=== What is needed ===
Lines that include "handlebar" make up the answer; copy all of them from the data below.

Dataset entries:
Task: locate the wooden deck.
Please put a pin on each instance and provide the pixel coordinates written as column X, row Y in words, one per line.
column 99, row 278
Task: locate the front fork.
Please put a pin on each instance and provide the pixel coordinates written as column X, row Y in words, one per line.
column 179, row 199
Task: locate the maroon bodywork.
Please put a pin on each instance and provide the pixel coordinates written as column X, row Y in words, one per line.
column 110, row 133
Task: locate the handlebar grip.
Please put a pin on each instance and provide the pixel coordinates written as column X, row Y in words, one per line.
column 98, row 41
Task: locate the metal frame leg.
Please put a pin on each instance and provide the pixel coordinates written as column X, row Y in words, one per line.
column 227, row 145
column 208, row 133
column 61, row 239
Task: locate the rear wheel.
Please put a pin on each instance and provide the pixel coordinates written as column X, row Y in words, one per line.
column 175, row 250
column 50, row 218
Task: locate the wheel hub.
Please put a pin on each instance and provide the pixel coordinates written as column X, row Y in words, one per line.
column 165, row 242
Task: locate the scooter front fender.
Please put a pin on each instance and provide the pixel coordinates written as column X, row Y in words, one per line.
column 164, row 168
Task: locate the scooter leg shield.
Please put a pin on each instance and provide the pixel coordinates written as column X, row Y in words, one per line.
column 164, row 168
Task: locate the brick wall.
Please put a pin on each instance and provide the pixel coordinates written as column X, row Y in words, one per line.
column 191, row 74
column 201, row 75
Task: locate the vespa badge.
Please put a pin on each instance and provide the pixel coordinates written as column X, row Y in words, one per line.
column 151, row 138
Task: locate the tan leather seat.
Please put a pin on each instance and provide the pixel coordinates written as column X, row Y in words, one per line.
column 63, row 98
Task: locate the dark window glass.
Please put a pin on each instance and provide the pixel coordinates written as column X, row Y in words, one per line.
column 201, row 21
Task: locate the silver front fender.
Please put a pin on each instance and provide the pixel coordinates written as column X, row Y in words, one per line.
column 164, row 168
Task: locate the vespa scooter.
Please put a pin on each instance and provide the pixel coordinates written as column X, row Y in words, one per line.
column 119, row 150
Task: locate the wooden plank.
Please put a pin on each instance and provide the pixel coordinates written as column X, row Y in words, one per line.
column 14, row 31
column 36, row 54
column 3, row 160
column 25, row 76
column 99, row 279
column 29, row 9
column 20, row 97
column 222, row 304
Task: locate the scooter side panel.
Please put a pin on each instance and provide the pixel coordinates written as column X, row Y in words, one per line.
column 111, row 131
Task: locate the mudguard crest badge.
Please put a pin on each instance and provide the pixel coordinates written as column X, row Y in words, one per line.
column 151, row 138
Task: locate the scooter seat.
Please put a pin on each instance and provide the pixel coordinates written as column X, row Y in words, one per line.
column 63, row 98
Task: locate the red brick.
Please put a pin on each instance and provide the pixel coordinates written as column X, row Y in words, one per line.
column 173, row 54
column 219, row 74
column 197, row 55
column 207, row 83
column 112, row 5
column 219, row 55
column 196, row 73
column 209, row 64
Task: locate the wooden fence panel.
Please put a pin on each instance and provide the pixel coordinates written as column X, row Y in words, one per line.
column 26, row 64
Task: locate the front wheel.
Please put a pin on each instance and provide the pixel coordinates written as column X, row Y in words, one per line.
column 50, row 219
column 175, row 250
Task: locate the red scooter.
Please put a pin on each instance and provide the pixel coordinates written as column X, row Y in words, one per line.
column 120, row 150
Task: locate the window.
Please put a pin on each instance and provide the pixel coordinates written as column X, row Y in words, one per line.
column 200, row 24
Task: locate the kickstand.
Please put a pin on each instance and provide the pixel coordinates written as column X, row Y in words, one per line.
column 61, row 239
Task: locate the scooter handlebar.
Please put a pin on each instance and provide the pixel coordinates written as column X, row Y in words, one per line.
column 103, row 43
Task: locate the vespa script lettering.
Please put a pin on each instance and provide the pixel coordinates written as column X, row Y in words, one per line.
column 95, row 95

=== Solution to this exercise ===
Task: locate the handlebar grip.
Task: locate the scooter handlebar.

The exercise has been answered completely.